Emit the line that holds "instance of the man" and all lines following it through the end of the data, verbatim, and nothing else.

--- Start AVAILABLE RECORDS ---

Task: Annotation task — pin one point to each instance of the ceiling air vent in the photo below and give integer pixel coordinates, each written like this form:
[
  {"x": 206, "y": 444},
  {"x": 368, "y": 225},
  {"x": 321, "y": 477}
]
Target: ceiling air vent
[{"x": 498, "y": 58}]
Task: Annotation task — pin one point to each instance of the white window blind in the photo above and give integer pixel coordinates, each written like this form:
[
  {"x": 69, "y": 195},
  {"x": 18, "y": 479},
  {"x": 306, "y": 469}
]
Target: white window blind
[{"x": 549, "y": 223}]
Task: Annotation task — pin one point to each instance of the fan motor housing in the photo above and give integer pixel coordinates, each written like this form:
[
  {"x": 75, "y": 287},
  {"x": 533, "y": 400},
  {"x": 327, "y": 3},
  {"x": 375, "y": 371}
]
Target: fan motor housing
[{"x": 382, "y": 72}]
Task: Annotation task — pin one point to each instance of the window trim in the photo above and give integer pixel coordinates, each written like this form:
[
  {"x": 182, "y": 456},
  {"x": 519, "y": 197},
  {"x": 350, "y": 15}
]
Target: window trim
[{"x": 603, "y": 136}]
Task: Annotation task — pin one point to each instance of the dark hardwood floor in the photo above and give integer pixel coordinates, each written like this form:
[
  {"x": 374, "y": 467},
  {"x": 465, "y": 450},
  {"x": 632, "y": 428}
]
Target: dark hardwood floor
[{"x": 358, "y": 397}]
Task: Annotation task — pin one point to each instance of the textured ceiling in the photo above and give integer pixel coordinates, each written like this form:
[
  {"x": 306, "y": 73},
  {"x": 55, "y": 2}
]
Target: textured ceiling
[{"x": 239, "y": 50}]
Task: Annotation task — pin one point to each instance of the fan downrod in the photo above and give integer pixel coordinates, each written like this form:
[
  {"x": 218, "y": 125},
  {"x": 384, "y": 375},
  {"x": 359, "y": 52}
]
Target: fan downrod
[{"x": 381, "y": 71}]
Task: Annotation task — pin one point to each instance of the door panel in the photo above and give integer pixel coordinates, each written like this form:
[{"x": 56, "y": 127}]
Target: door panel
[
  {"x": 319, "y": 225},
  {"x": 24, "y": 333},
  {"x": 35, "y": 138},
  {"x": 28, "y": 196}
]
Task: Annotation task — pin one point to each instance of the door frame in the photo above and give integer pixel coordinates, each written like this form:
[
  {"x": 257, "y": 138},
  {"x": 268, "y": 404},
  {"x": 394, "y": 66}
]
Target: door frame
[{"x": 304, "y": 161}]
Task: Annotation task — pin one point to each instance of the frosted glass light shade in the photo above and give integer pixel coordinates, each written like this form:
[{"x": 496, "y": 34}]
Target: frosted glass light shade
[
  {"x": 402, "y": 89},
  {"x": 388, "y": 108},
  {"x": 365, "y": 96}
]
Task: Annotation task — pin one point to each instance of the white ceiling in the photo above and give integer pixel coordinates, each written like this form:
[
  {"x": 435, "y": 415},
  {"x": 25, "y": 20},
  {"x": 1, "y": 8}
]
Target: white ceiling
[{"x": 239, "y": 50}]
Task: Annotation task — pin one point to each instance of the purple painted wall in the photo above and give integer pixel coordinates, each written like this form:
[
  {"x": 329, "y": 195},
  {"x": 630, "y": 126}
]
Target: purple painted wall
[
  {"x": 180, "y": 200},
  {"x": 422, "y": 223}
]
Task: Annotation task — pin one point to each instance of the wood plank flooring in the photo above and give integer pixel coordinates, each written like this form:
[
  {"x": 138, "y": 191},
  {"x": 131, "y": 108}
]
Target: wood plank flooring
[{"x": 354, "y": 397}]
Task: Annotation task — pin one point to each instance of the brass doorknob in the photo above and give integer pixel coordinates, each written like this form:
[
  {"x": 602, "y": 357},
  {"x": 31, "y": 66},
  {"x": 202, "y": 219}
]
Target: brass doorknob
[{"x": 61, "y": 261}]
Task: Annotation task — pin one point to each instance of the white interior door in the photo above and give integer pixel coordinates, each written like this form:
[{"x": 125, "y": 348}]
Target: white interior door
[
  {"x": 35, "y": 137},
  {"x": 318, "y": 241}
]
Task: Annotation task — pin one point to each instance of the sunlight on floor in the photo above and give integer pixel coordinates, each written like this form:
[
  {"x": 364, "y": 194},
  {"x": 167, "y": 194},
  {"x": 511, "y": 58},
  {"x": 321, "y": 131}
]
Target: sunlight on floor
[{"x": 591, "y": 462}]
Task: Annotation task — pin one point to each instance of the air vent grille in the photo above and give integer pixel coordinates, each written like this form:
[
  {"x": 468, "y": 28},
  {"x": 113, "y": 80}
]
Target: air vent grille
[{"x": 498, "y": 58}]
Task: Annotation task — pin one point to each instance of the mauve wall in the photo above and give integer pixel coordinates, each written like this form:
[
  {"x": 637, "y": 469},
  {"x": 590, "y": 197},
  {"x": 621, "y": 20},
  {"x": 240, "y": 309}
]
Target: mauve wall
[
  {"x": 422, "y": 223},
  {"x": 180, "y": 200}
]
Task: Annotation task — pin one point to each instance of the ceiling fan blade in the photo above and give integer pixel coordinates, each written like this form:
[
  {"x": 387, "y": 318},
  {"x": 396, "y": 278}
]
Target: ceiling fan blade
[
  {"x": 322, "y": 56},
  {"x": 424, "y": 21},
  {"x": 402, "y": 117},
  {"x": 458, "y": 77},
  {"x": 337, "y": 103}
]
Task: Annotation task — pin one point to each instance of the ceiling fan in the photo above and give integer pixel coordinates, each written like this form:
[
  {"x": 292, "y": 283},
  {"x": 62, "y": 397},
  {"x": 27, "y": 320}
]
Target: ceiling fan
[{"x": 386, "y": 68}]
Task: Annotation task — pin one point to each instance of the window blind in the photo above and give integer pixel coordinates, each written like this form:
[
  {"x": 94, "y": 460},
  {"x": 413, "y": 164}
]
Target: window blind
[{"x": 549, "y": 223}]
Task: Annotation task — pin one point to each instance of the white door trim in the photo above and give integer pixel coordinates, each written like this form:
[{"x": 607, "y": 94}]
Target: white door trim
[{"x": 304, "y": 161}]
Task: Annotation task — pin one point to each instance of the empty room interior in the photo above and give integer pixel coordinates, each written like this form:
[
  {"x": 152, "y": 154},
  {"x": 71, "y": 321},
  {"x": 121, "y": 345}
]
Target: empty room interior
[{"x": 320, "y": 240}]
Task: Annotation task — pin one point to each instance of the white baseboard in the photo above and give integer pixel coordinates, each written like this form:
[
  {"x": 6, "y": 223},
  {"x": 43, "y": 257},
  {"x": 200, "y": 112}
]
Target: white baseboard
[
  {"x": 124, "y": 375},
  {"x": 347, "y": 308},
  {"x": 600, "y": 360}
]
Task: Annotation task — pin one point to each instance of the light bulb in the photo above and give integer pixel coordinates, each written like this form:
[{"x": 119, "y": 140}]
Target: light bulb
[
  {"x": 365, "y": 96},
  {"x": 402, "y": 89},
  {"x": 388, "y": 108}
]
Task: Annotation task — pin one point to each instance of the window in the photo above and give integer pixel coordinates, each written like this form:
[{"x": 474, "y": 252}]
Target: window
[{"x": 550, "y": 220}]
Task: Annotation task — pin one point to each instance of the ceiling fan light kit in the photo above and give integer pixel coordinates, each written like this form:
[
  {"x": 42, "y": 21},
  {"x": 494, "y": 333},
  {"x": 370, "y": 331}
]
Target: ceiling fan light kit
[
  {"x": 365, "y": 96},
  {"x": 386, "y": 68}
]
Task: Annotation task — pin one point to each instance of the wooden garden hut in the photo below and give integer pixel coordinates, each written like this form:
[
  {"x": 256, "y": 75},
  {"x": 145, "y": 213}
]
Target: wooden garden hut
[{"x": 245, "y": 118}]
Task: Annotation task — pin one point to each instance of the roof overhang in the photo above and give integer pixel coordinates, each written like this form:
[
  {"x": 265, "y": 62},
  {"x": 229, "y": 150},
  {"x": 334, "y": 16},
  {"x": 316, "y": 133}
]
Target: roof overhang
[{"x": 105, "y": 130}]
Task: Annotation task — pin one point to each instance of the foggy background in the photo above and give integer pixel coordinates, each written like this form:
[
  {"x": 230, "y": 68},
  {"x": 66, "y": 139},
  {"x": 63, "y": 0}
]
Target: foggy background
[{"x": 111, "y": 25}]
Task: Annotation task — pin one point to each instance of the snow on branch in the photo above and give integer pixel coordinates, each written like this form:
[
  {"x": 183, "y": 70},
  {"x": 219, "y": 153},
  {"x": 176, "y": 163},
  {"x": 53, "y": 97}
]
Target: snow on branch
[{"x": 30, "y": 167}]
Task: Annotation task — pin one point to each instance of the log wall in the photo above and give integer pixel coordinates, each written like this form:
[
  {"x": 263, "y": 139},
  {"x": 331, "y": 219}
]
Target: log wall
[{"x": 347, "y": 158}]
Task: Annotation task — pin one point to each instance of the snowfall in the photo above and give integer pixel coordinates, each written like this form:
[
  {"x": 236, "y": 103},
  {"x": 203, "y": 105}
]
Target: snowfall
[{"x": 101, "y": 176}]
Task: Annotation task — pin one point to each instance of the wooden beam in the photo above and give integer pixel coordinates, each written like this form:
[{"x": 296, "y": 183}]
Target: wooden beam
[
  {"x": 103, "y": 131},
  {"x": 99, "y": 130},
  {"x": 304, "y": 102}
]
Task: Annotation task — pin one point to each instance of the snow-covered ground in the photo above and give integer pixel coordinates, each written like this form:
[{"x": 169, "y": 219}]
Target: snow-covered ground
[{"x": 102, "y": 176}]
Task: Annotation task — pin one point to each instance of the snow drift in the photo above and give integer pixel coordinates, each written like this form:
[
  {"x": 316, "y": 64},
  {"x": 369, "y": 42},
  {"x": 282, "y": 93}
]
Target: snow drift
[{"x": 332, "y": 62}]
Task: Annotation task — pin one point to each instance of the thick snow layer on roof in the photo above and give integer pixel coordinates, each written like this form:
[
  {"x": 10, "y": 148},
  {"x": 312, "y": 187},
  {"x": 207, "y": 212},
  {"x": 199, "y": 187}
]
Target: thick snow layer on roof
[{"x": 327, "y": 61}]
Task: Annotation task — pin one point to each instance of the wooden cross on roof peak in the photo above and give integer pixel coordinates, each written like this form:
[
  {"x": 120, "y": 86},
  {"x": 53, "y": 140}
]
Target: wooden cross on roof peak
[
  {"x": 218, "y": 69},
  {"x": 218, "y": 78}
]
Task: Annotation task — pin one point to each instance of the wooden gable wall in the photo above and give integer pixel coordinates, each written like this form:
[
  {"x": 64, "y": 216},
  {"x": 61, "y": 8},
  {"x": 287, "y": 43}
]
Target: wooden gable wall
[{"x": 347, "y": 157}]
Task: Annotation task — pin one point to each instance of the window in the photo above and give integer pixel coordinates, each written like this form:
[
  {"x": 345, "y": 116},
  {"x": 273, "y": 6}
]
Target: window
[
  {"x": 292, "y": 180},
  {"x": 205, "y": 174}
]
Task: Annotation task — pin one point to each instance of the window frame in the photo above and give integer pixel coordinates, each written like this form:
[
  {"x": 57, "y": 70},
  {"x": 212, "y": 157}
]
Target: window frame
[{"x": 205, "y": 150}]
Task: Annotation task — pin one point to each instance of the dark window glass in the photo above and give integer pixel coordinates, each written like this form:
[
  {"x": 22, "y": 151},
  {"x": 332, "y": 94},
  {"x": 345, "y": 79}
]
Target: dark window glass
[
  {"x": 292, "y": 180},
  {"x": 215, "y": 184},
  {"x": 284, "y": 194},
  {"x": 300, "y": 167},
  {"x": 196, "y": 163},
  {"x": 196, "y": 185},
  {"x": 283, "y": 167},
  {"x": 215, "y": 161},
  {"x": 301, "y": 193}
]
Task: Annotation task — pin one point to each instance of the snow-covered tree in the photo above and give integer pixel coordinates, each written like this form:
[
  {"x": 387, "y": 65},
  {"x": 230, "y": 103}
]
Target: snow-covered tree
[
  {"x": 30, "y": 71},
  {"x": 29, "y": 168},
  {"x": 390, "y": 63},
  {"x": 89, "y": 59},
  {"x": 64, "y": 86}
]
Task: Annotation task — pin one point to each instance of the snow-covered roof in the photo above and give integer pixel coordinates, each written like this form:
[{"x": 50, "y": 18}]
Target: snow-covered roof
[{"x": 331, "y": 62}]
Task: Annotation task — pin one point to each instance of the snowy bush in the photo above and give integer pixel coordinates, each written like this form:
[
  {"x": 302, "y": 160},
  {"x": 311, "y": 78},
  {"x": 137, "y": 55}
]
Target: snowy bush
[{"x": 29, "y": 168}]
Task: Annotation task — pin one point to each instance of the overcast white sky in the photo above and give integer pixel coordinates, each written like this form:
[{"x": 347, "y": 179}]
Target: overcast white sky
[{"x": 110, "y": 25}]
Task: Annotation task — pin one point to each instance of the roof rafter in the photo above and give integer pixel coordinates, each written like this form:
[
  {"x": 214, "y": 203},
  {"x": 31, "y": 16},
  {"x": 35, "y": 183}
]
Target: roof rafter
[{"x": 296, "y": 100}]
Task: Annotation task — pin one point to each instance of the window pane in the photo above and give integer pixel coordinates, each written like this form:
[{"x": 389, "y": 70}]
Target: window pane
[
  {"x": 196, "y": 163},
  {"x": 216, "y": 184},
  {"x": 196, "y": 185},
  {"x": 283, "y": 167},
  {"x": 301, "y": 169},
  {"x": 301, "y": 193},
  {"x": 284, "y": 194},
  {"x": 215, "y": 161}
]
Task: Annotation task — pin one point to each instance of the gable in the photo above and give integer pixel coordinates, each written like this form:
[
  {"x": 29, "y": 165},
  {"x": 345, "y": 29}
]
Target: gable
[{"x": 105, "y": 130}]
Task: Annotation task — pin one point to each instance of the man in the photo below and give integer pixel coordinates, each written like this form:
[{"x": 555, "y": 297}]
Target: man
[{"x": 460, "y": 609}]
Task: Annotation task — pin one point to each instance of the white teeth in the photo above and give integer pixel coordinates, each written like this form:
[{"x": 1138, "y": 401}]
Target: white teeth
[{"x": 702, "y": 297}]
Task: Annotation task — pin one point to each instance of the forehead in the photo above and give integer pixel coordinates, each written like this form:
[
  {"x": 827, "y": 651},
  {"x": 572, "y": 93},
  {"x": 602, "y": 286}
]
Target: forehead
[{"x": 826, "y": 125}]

--- End AVAILABLE RECORDS ---

TASK SOLUTION:
Task: Annotation task — pin one point to each instance of the man in the photo below and give integer pixel coordinates, each written like this form:
[{"x": 555, "y": 297}]
Target: man
[{"x": 460, "y": 609}]
Task: Annotation task — pin one point to each instance of the white teeth in the photo above and give integer pixel coordinates, each written like this form:
[{"x": 1138, "y": 401}]
Target: white teeth
[{"x": 702, "y": 297}]
Task: Annotation task — pin one point to each instance of the forehead in the photo above and give integer pixel coordinates, each written like this form:
[
  {"x": 827, "y": 651},
  {"x": 572, "y": 93},
  {"x": 602, "y": 286}
]
Target: forehead
[{"x": 826, "y": 125}]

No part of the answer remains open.